▸ Required task: Collect every line of the records below that contains the string "jersey", treating uppercase and lowercase letters as distinct.

[Records from a dataset]
>> begin

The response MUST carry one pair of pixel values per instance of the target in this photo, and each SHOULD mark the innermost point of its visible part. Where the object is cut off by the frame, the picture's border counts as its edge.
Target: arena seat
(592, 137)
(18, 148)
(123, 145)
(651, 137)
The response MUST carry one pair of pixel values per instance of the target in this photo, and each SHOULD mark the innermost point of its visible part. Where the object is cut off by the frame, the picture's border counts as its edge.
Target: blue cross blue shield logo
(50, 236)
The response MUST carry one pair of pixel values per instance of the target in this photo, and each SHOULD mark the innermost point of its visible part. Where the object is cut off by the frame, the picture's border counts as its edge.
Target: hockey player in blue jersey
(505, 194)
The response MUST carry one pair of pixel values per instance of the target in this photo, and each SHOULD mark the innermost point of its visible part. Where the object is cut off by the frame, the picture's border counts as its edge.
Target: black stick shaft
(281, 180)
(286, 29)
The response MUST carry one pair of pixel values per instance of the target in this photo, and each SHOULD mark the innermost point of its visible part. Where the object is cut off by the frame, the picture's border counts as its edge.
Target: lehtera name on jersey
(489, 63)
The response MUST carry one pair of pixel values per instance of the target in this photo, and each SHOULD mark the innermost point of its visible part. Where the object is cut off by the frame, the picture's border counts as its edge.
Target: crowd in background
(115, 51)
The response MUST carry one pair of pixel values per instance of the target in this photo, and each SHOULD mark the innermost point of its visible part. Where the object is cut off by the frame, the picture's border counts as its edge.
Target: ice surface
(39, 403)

>> end

▸ Problem solution:
Target: hockey player in blue jersey
Target: lehtera name on jersey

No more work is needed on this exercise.